What to work on: Substitute "output format" for "result shape" in everything from the line containing "Task: point out the tree, one" down to the line containing "[[236, 220]]", and return only those lines with nothing else altered.
--- begin ---
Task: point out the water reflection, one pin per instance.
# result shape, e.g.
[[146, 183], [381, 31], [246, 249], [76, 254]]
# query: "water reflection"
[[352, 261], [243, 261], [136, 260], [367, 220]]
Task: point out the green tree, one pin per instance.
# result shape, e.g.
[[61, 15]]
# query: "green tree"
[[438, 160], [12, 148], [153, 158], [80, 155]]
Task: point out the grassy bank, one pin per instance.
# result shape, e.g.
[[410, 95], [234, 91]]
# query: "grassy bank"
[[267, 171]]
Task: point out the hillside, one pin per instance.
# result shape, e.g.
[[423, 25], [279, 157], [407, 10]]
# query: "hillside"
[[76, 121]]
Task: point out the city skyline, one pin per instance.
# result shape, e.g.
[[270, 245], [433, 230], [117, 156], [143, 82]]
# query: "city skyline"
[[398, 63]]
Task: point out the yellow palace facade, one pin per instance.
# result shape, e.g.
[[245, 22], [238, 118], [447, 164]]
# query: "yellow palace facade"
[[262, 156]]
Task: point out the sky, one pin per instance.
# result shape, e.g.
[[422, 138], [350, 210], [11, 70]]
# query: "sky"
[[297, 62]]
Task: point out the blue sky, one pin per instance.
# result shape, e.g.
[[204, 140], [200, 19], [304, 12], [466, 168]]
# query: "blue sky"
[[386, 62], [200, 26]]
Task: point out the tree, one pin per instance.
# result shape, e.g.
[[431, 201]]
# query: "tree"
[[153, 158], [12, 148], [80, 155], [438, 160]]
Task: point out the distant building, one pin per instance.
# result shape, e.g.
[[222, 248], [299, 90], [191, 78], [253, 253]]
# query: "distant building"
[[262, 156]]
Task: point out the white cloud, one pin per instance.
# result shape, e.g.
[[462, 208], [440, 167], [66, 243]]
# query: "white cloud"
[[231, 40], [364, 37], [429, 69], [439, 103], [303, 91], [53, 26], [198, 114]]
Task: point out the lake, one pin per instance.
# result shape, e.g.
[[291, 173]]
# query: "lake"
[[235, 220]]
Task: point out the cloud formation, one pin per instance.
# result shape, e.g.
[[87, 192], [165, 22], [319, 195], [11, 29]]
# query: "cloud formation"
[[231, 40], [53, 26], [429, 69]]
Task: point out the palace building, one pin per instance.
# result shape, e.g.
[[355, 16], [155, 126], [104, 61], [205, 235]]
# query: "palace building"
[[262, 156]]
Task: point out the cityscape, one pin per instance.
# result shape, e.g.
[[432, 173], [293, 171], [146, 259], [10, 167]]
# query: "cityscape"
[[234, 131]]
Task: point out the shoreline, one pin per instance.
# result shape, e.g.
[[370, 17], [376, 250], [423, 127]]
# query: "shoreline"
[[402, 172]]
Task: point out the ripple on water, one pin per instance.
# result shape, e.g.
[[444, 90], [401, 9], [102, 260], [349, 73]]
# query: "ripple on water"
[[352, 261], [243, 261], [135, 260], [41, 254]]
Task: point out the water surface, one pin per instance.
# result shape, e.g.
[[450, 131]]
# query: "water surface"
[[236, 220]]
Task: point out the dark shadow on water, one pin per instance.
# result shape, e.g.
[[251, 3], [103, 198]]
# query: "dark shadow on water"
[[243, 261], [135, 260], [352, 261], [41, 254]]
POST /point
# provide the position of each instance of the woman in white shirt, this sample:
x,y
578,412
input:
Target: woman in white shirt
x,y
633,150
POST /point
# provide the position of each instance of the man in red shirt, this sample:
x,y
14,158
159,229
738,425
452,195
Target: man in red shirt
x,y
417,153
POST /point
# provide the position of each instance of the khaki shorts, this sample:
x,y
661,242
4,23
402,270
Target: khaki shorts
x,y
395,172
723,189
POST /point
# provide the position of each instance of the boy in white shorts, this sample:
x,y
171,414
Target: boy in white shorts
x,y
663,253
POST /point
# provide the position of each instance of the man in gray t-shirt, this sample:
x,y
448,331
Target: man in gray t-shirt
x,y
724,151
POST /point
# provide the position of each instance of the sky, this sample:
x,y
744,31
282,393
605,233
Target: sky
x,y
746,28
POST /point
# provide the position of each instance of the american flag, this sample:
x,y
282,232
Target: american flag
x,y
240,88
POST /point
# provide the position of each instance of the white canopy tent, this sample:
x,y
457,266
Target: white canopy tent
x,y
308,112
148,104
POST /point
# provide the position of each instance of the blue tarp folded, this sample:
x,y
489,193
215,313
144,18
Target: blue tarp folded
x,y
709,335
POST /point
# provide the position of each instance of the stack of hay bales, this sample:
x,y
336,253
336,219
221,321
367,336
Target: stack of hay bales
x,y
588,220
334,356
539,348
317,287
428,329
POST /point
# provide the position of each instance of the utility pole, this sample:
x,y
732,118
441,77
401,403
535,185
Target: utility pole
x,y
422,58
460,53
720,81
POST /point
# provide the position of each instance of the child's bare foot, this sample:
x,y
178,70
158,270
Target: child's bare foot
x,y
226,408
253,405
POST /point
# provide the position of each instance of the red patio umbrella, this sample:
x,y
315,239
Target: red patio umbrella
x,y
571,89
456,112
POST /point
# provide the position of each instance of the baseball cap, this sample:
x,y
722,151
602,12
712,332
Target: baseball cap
--- end ---
Answer to the problem:
Task: point out the tree, one pin per instance.
# output format, e.g.
[[431, 201]]
# query: "tree"
[[153, 158], [12, 148], [80, 155], [438, 160]]
Task: point out the distant building, one pin per instance.
# output format, e.g.
[[222, 248], [299, 90], [191, 78], [253, 253]]
# query: "distant building"
[[262, 156]]
Task: point out the white cloud, one pin per instance.
# output format, e.g.
[[462, 208], [440, 167], [66, 243]]
# query: "white cloud"
[[231, 40], [364, 37], [429, 69], [439, 103], [303, 91], [53, 26], [198, 114]]
Task: point out the lake, one pin per instance.
# output format, e.g.
[[291, 173]]
# query: "lake"
[[235, 220]]
Task: point out the cloud formation, one pin per instance.
# output format, e.g.
[[87, 192], [165, 22], [319, 195], [11, 29]]
# query: "cloud formation"
[[231, 40], [53, 26], [429, 69]]
Task: point out the palace building, one pin per instance.
# output format, e.g.
[[355, 16], [155, 126], [104, 61], [205, 235]]
# query: "palace building"
[[262, 156]]
Task: point out the cityscape, one pin per instance.
# output format, e.g.
[[432, 173], [293, 171], [146, 259], [10, 167]]
# query: "cityscape"
[[234, 131]]
Task: point out the shoreline, one pin per instance.
# output format, e.g.
[[370, 17], [376, 250], [423, 127]]
# query: "shoreline"
[[402, 172]]
Task: point out the ripple on water, one pin per instance.
# output format, e.g.
[[444, 90], [401, 9], [102, 260], [349, 73]]
# query: "ripple on water"
[[352, 261], [243, 261], [135, 260], [41, 254]]
Task: point out the water surface, one pin per instance.
# output format, e.g.
[[450, 131]]
# query: "water surface"
[[236, 220]]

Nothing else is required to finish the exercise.